━━━━━ Text segment

# Word won't open--says "Dialog Box Open"



## toml2323 (Mar 14, 2008)

Hi,

On my Toshiba Satellite laptop, when I try to open a Word document, the installation box appears...then it says it can't open because a dialog box is open; then it vanishes and I'm back to my normal desktop. I've tried re-booting, doesn't work. I've entered the key codes from my Word disc--they don't work. The only thing that's worked is setting my laptop to an earlier time...like 2 days ago. Thanks for any help.


----------



## sobeit (Nov 11, 2007)

tell a little about word, is it part of an office package? If so, which one? Also is it an ugrade or student version? Did you purchase it separately or did it come with the toshiba or another computer? Finally do you still have the original cd/dvd?


----------



## toml2323 (Mar 14, 2008)

It's from Microsoft Office XP Professional with Publisher Version 2002.
I don't know whether it's an upgrade of student version...how do I find that? I don't recall how I got it...it may have been given to me. Think I do have the original CDs...thanks for your help.

━━━━━━━━━━
━━━━━ Data excerpts

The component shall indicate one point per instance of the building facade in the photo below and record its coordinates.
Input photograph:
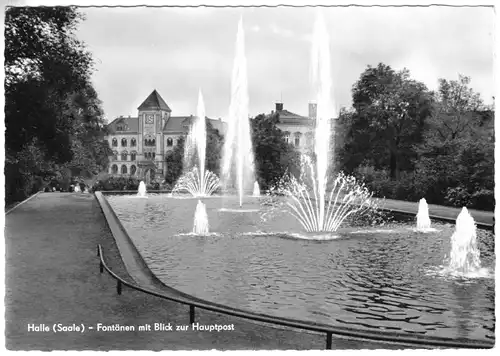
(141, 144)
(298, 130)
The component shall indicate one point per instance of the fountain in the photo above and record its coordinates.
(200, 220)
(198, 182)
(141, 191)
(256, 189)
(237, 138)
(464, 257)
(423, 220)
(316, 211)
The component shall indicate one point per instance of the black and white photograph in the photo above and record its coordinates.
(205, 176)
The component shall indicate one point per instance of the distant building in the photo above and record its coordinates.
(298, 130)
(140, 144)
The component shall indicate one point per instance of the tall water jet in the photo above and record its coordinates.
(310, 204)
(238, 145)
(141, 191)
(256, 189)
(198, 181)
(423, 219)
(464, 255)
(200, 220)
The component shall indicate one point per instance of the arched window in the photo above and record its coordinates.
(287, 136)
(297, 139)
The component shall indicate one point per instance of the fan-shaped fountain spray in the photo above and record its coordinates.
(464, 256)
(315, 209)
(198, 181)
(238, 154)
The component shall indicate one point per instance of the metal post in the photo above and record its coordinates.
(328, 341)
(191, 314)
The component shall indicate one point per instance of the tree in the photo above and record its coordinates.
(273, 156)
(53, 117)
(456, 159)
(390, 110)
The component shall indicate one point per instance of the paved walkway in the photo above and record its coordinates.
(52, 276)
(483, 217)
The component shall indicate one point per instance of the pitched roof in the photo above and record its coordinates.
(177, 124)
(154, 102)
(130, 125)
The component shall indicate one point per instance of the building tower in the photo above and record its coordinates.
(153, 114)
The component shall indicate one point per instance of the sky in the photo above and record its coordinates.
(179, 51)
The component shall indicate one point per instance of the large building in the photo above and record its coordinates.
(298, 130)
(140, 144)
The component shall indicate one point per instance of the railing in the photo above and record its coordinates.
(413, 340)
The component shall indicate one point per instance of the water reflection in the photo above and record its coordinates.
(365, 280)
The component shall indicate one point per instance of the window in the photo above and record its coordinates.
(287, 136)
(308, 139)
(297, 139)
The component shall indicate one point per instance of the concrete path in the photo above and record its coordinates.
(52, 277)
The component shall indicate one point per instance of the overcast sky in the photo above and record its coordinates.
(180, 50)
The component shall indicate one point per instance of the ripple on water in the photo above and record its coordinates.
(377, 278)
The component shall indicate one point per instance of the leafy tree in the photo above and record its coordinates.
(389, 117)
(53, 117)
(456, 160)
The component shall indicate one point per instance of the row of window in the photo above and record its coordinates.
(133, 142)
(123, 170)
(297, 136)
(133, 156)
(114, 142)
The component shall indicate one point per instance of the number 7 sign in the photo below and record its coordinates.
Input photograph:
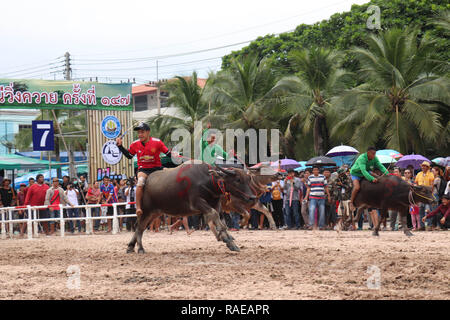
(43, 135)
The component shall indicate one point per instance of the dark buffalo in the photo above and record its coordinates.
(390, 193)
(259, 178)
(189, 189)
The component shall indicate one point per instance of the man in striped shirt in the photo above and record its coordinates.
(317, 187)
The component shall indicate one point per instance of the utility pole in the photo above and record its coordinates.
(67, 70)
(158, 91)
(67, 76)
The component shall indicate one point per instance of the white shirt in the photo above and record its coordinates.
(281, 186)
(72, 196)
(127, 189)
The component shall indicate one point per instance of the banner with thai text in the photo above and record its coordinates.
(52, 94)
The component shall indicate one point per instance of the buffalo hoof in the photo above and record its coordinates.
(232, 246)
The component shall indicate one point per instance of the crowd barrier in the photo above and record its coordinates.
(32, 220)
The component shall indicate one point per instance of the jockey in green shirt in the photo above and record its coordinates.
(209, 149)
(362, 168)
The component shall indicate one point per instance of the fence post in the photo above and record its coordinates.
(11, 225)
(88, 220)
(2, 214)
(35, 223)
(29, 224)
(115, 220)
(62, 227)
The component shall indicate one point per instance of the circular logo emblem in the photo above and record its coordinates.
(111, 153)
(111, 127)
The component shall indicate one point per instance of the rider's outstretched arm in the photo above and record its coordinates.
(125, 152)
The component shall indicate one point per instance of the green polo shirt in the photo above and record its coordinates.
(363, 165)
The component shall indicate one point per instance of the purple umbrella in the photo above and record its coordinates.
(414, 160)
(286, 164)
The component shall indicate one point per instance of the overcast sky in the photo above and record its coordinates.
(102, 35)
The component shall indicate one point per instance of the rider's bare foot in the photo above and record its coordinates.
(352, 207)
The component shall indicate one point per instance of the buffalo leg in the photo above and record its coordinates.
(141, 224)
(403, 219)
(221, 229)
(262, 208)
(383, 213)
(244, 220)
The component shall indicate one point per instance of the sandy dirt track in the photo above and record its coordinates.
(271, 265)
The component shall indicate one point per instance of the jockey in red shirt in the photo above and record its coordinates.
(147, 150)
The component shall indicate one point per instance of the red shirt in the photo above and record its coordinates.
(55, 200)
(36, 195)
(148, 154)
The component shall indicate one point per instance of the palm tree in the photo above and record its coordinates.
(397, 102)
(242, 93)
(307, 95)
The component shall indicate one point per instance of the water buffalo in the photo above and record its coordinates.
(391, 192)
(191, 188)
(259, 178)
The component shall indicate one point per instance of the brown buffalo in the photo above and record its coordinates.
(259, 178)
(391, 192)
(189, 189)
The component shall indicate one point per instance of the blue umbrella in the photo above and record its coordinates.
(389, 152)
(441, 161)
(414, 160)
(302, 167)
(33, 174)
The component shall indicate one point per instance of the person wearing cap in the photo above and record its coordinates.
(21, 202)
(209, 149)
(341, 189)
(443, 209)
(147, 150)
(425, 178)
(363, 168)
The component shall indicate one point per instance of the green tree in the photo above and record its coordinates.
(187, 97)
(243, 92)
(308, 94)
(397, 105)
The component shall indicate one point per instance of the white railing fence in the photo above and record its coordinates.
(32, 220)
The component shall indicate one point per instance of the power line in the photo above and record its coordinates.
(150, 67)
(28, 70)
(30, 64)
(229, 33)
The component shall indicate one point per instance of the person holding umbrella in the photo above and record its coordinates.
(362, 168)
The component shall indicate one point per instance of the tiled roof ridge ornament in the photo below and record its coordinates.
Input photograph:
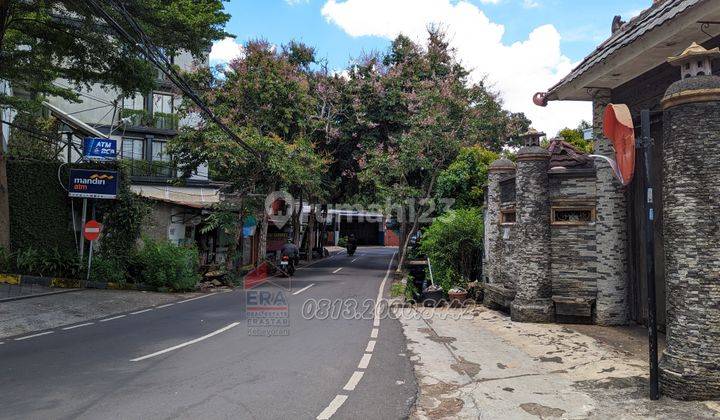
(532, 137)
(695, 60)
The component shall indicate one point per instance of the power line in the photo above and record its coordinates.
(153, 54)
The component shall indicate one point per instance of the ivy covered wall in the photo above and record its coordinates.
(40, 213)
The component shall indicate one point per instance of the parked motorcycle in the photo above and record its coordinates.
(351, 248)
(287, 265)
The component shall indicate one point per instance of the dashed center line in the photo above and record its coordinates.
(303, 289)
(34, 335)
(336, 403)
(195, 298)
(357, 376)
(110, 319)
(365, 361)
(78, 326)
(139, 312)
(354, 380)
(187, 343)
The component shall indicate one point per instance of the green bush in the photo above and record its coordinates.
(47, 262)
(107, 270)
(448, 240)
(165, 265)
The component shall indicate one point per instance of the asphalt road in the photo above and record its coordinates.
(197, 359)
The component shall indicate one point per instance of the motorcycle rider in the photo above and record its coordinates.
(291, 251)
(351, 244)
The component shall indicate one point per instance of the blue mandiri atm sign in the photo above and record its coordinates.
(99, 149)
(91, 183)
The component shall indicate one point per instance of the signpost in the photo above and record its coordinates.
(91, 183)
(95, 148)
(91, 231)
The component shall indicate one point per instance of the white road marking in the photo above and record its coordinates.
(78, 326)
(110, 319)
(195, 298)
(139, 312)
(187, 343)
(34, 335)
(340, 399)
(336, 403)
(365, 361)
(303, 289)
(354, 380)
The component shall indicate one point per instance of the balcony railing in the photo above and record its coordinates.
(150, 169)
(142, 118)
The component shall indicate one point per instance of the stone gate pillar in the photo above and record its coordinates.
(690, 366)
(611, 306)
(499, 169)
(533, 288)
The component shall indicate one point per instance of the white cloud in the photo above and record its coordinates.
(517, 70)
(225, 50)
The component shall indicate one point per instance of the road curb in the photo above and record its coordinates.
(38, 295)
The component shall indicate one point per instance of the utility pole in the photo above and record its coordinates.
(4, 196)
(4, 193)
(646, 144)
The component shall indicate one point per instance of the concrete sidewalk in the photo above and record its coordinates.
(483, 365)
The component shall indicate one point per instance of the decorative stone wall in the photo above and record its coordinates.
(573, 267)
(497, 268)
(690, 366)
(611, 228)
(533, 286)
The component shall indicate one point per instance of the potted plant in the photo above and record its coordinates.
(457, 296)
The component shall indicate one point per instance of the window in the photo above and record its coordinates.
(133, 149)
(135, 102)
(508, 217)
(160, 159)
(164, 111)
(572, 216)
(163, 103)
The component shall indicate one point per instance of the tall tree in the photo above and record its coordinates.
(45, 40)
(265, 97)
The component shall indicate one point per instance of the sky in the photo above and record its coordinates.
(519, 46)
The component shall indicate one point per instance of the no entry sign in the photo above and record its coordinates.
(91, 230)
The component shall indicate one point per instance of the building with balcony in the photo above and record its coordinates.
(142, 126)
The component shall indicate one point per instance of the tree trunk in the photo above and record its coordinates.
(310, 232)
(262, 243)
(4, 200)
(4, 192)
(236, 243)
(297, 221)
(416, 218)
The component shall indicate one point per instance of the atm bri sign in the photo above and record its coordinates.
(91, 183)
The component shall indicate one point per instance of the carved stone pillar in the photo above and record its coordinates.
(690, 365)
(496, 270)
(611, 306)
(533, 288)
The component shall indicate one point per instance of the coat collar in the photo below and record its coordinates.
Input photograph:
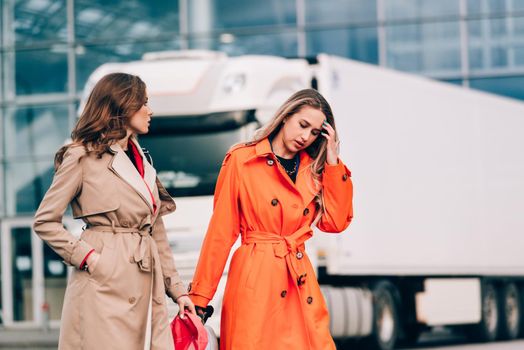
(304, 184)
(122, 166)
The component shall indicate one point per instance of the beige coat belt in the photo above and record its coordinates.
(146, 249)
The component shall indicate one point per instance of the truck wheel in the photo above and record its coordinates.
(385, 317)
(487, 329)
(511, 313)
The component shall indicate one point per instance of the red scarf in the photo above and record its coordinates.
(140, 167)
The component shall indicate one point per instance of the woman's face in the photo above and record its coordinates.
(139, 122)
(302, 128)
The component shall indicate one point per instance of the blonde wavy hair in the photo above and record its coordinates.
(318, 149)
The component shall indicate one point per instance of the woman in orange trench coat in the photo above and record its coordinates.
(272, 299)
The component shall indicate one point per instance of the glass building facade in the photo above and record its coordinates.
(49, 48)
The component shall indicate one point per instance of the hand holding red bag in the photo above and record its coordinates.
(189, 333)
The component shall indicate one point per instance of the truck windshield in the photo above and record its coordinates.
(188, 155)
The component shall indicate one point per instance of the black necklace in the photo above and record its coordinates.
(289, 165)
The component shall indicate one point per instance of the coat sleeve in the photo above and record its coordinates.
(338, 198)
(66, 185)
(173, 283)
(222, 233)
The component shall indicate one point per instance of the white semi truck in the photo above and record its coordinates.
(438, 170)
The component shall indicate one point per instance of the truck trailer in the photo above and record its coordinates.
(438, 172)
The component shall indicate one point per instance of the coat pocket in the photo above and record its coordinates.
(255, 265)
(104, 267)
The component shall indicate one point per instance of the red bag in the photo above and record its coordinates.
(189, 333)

━━━━━━━━━━
━━━━━ Data excerpts

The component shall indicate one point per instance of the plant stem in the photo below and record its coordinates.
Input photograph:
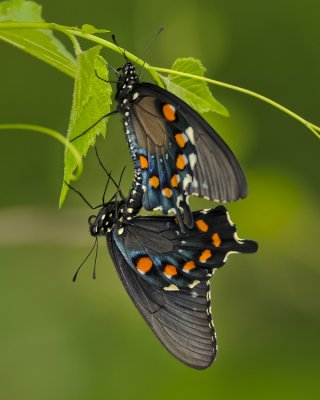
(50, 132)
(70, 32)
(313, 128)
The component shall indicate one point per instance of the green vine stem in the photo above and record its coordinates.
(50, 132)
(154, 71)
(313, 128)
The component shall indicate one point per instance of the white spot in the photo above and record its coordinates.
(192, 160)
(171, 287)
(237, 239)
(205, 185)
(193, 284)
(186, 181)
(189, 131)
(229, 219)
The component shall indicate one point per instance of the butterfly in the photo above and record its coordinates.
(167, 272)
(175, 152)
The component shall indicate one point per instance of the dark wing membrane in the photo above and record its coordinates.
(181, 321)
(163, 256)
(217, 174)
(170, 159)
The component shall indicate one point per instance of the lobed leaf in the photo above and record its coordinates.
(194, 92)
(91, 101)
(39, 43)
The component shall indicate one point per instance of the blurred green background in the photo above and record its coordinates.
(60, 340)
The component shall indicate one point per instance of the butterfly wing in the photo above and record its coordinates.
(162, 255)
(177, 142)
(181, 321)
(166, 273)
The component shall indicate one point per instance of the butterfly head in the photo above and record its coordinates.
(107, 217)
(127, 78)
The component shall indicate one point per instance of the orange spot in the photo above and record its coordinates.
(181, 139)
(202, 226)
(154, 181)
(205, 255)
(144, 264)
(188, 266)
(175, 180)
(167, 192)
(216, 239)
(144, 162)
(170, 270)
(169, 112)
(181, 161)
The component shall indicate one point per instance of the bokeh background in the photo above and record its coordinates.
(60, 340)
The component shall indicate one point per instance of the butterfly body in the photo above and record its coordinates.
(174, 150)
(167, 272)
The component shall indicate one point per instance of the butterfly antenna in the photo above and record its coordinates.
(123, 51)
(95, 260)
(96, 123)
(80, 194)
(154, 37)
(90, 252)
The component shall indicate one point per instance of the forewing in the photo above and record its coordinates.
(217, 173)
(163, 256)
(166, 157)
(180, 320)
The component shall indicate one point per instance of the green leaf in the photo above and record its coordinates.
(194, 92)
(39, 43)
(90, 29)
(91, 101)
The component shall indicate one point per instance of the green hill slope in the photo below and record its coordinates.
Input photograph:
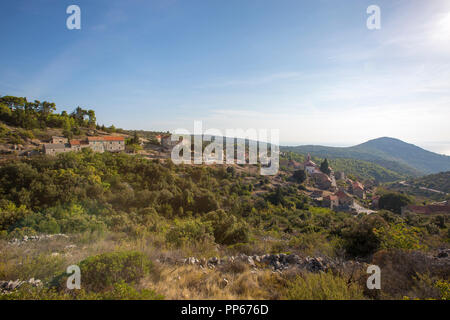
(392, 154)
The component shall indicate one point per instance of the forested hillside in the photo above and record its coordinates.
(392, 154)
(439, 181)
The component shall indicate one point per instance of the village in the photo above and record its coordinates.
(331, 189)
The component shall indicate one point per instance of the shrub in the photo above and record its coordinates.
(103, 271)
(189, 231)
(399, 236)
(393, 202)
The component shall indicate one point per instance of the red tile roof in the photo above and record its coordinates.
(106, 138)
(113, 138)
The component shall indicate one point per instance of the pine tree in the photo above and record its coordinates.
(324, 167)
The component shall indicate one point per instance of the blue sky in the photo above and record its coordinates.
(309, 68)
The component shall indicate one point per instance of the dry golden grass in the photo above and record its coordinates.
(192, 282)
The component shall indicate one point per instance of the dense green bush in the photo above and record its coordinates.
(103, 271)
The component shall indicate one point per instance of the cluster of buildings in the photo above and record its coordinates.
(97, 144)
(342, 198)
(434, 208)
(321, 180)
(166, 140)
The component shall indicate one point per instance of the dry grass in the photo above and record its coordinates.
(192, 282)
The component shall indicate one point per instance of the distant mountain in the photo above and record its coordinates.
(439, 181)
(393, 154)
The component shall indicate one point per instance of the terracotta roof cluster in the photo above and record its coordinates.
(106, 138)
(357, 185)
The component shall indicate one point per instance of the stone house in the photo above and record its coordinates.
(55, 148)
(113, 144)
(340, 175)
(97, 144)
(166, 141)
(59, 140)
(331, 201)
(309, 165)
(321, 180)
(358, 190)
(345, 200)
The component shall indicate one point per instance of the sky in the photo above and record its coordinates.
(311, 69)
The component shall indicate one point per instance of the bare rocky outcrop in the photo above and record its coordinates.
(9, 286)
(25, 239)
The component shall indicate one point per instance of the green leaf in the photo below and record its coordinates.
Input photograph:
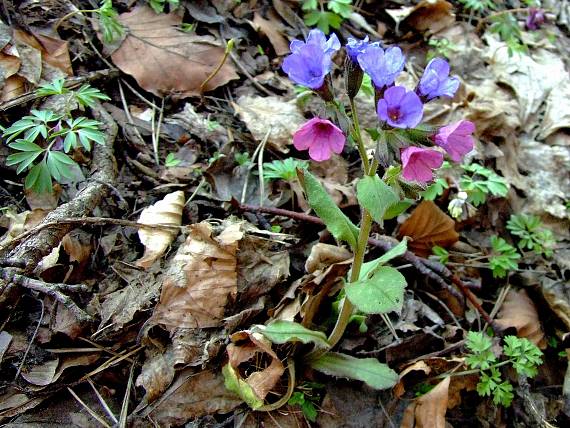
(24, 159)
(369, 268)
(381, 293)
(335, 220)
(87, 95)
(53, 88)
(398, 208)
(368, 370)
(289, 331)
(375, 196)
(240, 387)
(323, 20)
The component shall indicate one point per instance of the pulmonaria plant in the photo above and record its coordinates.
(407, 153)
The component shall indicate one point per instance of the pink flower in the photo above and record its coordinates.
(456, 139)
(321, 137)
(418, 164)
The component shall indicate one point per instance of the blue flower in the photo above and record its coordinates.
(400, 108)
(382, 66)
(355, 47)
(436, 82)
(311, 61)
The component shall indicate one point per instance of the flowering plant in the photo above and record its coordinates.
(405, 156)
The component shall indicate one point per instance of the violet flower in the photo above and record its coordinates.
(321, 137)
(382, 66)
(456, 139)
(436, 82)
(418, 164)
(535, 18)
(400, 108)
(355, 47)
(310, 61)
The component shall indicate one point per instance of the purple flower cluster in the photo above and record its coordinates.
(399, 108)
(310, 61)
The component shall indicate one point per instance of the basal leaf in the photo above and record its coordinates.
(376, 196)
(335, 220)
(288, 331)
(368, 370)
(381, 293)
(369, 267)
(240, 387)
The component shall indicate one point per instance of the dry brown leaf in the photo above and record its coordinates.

━━━━━━━━━━

▶ _Work instructions_:
A – In the forum thread about Word failing to open, rewrite the paragraph that begins "On my Toshiba Satellite laptop" as a short bulleted list that keeps its main facts.
B – Do these statements agree with the forum thread about Word failing to open? For each, answer yes or no and quote the words from the thread that decide it.
(i) Rebooting the laptop solved the problem.
(ii) The Word program comes from Microsoft Office XP Professional with Publisher.
(iii) Entering the key codes from the Word disc made Word open.

▶ _Answers for this exercise_:
A –
- Device: Toshiba Satellite laptop.
- Problem: opening a Word document brings up the installation box, then a message that it can't open because a dialog box is open; the box vanishes and the desktop returns.
- Rebooting did not help.
- Entering the key codes from the Word disc did not help.
- Only fix so far: setting the laptop to an earlier time, about 2 days back.

B –
(i) No: "I've tried re-booting, doesn't work."
(ii) Yes: "It's from Microsoft Office XP Professional with Publisher Version 2002."
(iii) No: "I've entered the key codes from my Word disc--they don't work."